===== Testo selezionato

San Colombano   Le imprenditrici dei campi si radunano domenica al castello:
«Serve la loro fantasia»
«Agricoltura, il futuro è donna»
Sono diventate già il 20 per cento: «La salveranno loro»

San Colombano  «L'agricoltura è in crisi, e le prospettive per il futuro non
sono certo promettenti. Stiamo attraversando un periodo nero, e con
l'ingresso nell'Unione Europea dei Paesi dell'est la situazione non potrà
che peggiorare». Non potrebbe essere più esplicito il sindaco di San
Colombano Giancarlo Rugginenti esponendo la situazione non solo locale
dell'agricoltura. E come unica via di uscita a questo quadro di evidente
difficoltà, il primo cittadino indica la valorizzazione delle donne
nell'agricoltura.

==========
===== Voci fornite

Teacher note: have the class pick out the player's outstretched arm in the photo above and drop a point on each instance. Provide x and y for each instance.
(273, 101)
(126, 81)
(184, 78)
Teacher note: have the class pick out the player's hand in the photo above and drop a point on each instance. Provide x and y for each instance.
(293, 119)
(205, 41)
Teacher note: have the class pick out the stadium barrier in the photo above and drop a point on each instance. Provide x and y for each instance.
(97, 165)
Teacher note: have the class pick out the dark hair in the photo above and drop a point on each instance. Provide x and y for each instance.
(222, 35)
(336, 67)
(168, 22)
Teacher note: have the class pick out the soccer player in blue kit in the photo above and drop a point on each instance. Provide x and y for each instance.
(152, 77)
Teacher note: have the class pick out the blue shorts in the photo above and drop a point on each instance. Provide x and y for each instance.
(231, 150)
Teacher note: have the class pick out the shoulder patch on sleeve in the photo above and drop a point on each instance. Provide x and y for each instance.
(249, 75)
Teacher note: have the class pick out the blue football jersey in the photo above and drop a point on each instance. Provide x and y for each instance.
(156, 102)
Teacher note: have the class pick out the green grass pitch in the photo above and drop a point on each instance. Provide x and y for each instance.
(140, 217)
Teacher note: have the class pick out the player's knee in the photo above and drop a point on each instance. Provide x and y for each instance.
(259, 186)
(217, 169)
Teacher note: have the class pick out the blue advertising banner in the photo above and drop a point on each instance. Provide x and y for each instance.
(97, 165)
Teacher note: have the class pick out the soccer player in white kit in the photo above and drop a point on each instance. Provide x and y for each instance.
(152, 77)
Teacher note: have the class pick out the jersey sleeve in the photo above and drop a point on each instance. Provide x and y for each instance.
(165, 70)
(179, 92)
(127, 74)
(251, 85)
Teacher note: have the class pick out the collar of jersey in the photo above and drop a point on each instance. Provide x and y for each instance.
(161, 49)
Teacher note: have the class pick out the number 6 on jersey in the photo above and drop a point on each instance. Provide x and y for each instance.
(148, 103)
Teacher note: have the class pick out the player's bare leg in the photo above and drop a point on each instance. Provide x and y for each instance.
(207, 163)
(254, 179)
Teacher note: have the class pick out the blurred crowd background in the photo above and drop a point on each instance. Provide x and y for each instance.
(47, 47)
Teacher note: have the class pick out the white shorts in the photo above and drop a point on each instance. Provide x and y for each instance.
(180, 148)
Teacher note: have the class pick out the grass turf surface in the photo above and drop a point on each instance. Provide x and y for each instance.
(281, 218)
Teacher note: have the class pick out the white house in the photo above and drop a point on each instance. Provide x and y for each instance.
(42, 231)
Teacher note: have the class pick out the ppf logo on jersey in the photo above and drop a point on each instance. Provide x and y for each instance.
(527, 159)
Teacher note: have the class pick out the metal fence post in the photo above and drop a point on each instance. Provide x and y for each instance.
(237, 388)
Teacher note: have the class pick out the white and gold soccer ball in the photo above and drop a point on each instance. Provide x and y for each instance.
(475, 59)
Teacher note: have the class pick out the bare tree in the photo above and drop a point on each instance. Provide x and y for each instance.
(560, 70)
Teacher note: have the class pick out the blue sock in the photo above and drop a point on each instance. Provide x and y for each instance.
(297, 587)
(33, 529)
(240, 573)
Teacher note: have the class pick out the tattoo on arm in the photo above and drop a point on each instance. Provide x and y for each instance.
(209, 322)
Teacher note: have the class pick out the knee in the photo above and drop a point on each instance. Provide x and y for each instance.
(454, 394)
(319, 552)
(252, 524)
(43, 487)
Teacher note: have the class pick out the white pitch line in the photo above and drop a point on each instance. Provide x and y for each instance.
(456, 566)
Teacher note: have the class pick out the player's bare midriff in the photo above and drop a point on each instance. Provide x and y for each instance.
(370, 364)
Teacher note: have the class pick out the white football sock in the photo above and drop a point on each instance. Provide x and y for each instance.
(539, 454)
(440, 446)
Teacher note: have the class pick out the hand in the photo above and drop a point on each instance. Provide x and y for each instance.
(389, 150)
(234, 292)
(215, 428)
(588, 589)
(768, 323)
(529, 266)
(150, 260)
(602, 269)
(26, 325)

==========

- [Il compito]: Estrai parola per parola dall'articolo sulle donne in agricoltura il passo compreso tra "Sono diventate già" e "nell'agricoltura.", estremi inclusi.

- [Risposta scritta]:
Sono diventate già il 20 per cento: «La salveranno loro»

San Colombano  «L'agricoltura è in crisi, e le prospettive per il futuro non
sono certo promettenti. Stiamo attraversando un periodo nero, e con
l'ingresso nell'Unione Europea dei Paesi dell'est la situazione non potrà
che peggiorare». Non potrebbe essere più esplicito il sindaco di San
Colombano Giancarlo Rugginenti esponendo la situazione non solo locale
dell'agricoltura. E come unica via di uscita a questo quadro di evidente
difficoltà, il primo cittadino indica la valorizzazione delle donne
nell'agricoltura.